• 読む文章:
────────────────────

アメリカは多様な文化が混在する国であり、さまざまな特徴を持った人々の中から自社の企業風土に適した優秀な人材を採用するため、企業によって独自の様々な採用プロセスが存在しています。
そこで、今回から複数回に渡り、アメリカの有名企業の採用事情をご紹介したいと思います。
第一回目はAmazon(アマゾン)に注目し、同社の採用フローや面接で使用される『STARメソッド』についてご説明します!
日本でもおなじみのアマゾンは、1995年に創業された世界最大級のECサイトです。雑貨、家電製品から自動車に至るまで、あらゆる商品を提供するECプラットフォームを軸として、会員向けに映画・テレビ番組・音楽・書籍といった幅広いサービスを提供するサブスクリプションサービスの「アマゾンプライム」も特徴です。また、AWS(Amazon Web Services)やKindle、Echoなどの周辺事業も拡大し続けており、GAFAMの一角として強い存在感を持っています。
アマゾンの採用プロセスは、応募する職種により異なりますが、基本的には以下のような流れになっています。
それでは、具体的なステップについてそれぞれ見ていきましょう。
アマゾンに興味を持った求職者は、アマゾンの採用ページにアクセスしてオンラインで応募を行います。登録すると、アマゾンの求人情報や採用プロセスについての情報を見ることができるようになります。また、求職者はこの時点で応募する職種を選択します。必要に応じて職務経歴書、履歴書、カバーレター、推薦状などの提出も求められる場合があります。

────────────────────

コレクションから取り出した項目:
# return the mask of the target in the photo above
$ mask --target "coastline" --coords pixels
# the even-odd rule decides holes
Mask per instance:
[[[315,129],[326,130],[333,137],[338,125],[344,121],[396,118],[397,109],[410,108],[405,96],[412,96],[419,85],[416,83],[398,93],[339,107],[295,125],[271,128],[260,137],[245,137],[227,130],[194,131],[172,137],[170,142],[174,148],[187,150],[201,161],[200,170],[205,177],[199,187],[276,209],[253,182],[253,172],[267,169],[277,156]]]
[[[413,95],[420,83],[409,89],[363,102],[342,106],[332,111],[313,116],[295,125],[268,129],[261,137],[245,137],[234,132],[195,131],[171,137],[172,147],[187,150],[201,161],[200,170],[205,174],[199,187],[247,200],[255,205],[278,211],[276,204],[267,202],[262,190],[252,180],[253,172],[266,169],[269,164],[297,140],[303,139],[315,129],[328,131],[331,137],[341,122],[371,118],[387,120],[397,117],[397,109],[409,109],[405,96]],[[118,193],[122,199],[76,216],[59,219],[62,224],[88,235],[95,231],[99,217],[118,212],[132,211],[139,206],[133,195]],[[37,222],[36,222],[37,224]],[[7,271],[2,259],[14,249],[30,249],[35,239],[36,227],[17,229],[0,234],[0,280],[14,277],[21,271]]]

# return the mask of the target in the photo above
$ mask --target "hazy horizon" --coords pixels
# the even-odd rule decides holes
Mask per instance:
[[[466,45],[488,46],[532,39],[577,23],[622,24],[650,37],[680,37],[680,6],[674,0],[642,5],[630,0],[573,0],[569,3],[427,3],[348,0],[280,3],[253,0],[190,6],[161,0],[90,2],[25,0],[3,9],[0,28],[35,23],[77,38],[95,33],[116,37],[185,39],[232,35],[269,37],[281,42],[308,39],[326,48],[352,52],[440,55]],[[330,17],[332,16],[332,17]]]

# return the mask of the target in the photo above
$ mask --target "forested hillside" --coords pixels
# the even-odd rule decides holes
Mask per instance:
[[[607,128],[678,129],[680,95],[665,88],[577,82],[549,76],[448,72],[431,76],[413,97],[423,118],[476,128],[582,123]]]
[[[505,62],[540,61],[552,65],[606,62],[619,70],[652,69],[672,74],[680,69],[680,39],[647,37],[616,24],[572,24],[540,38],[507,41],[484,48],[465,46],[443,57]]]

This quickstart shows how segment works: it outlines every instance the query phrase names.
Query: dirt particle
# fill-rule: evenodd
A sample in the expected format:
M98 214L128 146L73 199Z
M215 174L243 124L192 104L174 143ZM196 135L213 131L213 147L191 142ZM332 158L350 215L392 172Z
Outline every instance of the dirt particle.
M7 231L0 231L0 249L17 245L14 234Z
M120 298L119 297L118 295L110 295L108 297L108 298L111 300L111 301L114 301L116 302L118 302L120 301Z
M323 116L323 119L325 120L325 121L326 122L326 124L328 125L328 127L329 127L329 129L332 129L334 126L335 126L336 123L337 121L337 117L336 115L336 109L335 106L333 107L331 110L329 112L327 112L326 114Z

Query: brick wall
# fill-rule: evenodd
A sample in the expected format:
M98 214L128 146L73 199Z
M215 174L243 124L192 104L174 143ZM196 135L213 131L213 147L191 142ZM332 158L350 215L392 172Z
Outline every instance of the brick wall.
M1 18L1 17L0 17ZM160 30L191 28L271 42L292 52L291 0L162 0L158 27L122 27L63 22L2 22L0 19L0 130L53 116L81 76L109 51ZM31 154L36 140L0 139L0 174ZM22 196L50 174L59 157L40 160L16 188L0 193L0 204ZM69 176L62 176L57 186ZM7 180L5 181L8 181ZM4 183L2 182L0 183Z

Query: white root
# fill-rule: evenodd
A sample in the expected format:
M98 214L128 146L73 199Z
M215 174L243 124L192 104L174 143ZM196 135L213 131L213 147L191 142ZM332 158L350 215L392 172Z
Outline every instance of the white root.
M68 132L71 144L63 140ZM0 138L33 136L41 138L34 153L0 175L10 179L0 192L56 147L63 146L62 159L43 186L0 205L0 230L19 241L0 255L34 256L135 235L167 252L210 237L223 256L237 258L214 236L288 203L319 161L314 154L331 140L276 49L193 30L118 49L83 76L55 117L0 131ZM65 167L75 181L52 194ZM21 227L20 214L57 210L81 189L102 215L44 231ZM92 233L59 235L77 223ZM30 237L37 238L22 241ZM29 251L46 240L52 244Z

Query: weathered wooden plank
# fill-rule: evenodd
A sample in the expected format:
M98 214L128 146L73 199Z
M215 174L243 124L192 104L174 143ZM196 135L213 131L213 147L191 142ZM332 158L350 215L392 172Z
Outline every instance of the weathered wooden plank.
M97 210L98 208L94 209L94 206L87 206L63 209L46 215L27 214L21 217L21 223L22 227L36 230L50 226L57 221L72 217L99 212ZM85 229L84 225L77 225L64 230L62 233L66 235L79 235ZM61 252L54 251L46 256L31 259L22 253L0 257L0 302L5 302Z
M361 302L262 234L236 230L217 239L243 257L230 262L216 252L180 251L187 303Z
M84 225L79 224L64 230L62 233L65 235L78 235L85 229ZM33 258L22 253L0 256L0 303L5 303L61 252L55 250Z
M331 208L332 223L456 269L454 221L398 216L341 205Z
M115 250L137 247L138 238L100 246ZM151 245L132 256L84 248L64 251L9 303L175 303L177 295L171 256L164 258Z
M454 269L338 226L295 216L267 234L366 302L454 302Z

────────────────────

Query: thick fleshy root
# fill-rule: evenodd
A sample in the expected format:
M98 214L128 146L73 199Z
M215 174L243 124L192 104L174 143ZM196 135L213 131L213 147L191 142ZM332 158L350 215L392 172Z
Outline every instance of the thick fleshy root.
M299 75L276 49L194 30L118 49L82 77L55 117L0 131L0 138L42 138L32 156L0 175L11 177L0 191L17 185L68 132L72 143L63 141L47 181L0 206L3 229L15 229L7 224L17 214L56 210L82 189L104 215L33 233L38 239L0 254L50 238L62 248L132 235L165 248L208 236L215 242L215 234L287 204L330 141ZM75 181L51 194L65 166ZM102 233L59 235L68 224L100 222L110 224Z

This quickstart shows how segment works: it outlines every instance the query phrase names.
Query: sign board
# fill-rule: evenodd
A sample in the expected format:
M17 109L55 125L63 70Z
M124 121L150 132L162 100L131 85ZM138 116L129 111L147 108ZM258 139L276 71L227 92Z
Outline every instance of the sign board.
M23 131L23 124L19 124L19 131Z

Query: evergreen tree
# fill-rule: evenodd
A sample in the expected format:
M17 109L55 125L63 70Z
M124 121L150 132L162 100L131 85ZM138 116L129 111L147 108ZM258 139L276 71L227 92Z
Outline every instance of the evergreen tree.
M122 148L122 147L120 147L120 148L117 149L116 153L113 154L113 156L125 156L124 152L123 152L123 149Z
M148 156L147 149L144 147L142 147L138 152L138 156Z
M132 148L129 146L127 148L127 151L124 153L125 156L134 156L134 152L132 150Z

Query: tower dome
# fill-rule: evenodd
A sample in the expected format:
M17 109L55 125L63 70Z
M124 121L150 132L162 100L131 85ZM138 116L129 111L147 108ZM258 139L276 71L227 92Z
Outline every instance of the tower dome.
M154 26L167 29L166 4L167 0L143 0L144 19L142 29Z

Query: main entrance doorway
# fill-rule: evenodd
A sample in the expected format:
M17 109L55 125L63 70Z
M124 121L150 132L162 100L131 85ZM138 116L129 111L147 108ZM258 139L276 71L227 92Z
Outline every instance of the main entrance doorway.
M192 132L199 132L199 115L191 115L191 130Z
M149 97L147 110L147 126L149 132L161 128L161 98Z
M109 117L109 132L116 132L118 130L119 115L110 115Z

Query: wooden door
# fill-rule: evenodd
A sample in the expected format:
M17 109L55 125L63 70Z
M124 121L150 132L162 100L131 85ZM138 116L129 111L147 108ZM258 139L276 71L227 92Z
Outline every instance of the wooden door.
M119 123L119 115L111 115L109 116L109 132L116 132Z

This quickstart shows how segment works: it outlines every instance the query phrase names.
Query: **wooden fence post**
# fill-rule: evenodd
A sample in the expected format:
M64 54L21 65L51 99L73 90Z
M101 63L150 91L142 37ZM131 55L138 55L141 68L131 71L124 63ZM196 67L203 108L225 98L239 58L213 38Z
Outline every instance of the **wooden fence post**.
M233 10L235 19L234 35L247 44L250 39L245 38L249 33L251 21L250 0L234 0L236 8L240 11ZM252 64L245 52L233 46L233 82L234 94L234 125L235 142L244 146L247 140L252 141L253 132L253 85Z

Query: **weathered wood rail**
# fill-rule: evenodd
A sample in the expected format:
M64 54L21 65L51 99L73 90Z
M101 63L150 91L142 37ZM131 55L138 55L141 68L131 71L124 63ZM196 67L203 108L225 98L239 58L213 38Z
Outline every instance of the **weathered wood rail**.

────────────────────

• 記述課題:
a) アマゾンの採用についての文章によると、アマゾンは何年に創業されましたか。
b) アマゾンの採用についての文章で、オンライン応募の際に提出を求められる場合があると書かれている書類をすべて挙げてください。
c) アマゾンの採用プロセスを紹介する文章の続きを、オンライン応募の説明の後から書いてください。

• 回答:
a) 1995年です。

b) 職務経歴書、履歴書、カバーレター、推薦状

c)
アマゾンの採用プロセスにおいて最も重要なステップ と言われているのが、オンラインアセスメントです。オンラインアセスメントの内容は応募する職種ごとに異なりますが、応募者が募集した職種に求められるスキルや特性に必要な要件を満たしているかどうかを判断するために設計されています。
例えば、管理職に応募した候補者に対するアセスメントでは、リーダーシップ原則やマネジメントスタイルについての設問が含まれることがあります。一方、ソフトウェアエンジニアの候補者には、アルゴリズムの問題や、コーディングの実際の問題解決力を測定する課題が出されることがあります。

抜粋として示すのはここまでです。